▶ _BRIEF 1_
In the passage on certifying questions of law to the Oregon Supreme Court, which of the statutory requirements is described as subjective?
▶ _BRIEF 2_
Reproduce word for word the portion of the passage on certifying questions of law to the Oregon Supreme Court that begins with "Assuming, however, that" and ends with "making that decision.".

[Opening DOCUMENT PASSAGE section]

The fifth requirement is that it must appear to the certifying court that there is no controlling precedent from either this court or the Oregon Court of *631 Appeals. Controlling precedent from either court is sufficient. A certifying court is not to distinguish between decisions of this court, on the one hand, and those of the Court of Appeals, on the other, so long as the latter are not called into question by other decisions of this court. Certification is not a vehicle in Oregon for obtaining a Supreme Court decision on a question of law that already has been decided by the Court of Appeals.
The first four requirements can be determined objectively by the certifying court prior to certification. The fifth question, on the other hand, is subjective. It directs the certifying court to satisfy itself that it is not certifying questions of law already controlled by existing Oregon appellate precedent. Presumably, no court would certify a question unless it were so satisfied. Thus, as to this fifth criterion, there really is nothing for us to review the act of certification itself establishes that the certifying court had the requisite state of mind. (We shall later discuss what we would do were we to disagree with the certifying court, but that is a question of how we shall exercise our discretion, not of whether the statutory criteria have been met.)
Where one or more of the five statutory criteria is absent, our inquiry will be at an end. We shall deny certification in such cases.
Assuming, however, that the five statutory prerequisites to accepting certification are present, the question then becomes: Should this court, in the exercise of its discretion, accept certification? We turn to an examination of the factors that we will consider in making that decision.

[Closing DOCUMENT PASSAGE section]
[Opening DATA SECTION section]

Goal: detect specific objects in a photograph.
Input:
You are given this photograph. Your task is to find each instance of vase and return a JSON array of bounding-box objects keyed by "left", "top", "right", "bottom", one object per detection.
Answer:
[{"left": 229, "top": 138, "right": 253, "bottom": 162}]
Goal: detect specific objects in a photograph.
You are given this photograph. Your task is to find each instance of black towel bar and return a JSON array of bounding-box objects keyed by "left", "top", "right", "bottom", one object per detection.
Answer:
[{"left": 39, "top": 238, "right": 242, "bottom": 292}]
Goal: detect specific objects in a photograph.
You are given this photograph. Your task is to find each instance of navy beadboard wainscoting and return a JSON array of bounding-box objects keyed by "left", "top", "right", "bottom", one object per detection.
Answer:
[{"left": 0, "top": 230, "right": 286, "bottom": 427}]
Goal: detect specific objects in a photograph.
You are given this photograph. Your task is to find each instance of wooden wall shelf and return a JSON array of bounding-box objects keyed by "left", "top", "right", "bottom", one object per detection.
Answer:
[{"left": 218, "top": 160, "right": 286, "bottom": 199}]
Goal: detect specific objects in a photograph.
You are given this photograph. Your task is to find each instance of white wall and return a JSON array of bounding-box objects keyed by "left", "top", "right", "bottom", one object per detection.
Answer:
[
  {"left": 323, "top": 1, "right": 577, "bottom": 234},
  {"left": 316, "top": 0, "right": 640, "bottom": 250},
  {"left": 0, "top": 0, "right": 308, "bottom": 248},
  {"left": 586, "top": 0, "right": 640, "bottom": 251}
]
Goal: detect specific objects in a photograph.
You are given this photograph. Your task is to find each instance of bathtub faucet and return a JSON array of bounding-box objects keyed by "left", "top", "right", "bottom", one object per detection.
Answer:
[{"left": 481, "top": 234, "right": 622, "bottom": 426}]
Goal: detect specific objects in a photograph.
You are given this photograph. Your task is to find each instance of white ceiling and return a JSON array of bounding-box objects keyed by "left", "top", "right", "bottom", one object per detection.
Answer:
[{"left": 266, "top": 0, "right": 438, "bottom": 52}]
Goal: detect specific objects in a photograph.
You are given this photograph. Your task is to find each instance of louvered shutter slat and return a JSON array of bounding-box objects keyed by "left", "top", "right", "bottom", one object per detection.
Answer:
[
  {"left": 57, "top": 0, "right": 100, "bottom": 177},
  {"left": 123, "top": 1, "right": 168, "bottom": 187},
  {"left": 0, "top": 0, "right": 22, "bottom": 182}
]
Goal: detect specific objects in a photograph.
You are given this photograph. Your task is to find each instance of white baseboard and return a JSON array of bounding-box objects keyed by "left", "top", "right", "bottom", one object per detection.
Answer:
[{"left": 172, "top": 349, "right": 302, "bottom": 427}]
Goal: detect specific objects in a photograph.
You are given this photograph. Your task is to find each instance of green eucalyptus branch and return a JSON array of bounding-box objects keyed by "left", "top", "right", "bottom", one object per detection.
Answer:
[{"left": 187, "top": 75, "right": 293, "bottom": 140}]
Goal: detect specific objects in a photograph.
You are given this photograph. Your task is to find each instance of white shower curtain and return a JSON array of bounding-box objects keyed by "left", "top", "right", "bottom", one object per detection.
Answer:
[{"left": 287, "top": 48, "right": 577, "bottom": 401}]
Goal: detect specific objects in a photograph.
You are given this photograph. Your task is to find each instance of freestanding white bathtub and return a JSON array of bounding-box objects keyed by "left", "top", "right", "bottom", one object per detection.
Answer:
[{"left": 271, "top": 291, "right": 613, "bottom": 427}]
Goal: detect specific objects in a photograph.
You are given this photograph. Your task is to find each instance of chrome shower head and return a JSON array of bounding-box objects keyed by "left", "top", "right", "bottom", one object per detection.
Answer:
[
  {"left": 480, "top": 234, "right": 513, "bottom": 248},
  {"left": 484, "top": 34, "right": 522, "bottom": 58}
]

[Closing DATA SECTION section]

▶ _WORKED SOLUTION 1_
The fifth requirement: that there is no controlling precedent from the Oregon Supreme Court or the Oregon Court of Appeals.

▶ _WORKED SOLUTION 2_
Assuming, however, that the five statutory prerequisites to accepting certification are present, the question then becomes: Should this court, in the exercise of its discretion, accept certification? We turn to an examination of the factors that we will consider in making that decision.